What this task involves: Can you render the records below as a two-column CSV with the header record_text,svg_output, one row per record? Put each record's text and its answer in one double-quoted field each, with line breaks replaced by spaces.
** Start **
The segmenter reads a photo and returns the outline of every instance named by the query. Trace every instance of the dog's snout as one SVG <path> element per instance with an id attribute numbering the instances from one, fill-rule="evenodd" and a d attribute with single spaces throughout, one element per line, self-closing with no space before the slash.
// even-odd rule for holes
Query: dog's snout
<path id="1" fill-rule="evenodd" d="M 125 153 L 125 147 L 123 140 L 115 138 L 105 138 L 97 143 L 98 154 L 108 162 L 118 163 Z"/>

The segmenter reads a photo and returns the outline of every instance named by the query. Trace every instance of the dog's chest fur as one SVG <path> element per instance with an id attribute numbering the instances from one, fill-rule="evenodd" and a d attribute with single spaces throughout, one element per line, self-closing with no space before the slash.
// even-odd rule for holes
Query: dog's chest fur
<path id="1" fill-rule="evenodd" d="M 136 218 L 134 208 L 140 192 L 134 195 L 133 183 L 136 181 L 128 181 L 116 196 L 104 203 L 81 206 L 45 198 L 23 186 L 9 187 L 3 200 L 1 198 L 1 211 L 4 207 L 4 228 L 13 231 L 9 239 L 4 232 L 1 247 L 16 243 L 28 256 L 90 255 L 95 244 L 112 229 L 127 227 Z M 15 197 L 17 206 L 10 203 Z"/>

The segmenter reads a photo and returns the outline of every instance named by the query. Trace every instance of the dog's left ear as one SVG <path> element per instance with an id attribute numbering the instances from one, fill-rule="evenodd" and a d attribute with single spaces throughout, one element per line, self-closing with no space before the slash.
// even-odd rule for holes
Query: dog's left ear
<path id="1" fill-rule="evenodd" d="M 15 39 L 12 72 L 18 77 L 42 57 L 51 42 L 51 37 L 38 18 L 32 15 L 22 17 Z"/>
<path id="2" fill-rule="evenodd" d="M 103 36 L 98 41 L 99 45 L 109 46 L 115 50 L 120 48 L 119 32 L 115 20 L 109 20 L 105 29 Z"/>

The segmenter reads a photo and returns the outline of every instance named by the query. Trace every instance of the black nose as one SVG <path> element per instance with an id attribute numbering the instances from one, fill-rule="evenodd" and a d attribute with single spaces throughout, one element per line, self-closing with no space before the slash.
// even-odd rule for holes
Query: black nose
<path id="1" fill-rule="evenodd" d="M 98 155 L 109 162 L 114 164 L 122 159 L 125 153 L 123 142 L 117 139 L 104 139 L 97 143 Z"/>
** End **
Output of the exercise:
record_text,svg_output
"The segmenter reads a photo and returns the outline of every instance named by the query. Trace every instance of the dog's snout as one SVG <path> element per instance with an id attribute numbering the instances from one, fill-rule=""evenodd"" and a d attribute with single spaces throughout, one element per line, self-closing with no space before the slash. // even-odd rule for holes Query: dog's snout","<path id=""1"" fill-rule=""evenodd"" d=""M 125 153 L 125 147 L 123 140 L 115 138 L 105 138 L 97 143 L 98 154 L 108 162 L 118 163 Z""/>"
"The segmenter reads a photo and returns the outline of every instance named by the query. Trace every instance of the dog's chest fur as one SVG <path> element per instance with an id attribute numbering the instances from one, fill-rule=""evenodd"" and a d attribute with single spaces throughout, one element per line, self-closing with no space before the slash. // even-odd rule for holes Query: dog's chest fur","<path id=""1"" fill-rule=""evenodd"" d=""M 136 218 L 134 208 L 140 192 L 134 195 L 133 183 L 136 181 L 128 181 L 116 196 L 104 203 L 81 206 L 45 198 L 23 186 L 9 187 L 3 200 L 1 198 L 1 211 L 4 207 L 4 228 L 13 231 L 9 239 L 4 232 L 1 247 L 16 243 L 28 256 L 90 255 L 95 244 L 112 229 L 127 227 Z M 15 197 L 17 206 L 10 203 Z""/>"
"The segmenter reads a photo and returns the outline of every instance named by the query. Trace every instance of the dog's left ear as one SVG <path> element per instance with an id attribute numbering the instances from one, fill-rule=""evenodd"" and a d attribute with single spaces throughout, one element per line, self-closing with no space before the slash. // even-odd rule for holes Query: dog's left ear","<path id=""1"" fill-rule=""evenodd"" d=""M 15 39 L 12 72 L 18 77 L 42 57 L 51 42 L 51 37 L 38 18 L 32 15 L 22 17 Z""/> <path id=""2"" fill-rule=""evenodd"" d=""M 103 36 L 98 41 L 99 45 L 109 46 L 115 50 L 120 48 L 119 32 L 115 20 L 109 20 L 105 29 Z""/>"
"The segmenter reads a photo and returns the outline of every instance named by the query. Trace every instance of the black nose as one SVG <path> element per instance with an id attribute numbering the instances from one, fill-rule=""evenodd"" and a d attribute with single spaces throughout, one element per line, self-closing with no space before the slash. // even-odd rule for holes Query: black nose","<path id=""1"" fill-rule=""evenodd"" d=""M 98 155 L 109 162 L 114 164 L 122 159 L 125 153 L 123 142 L 117 139 L 104 139 L 97 143 Z""/>"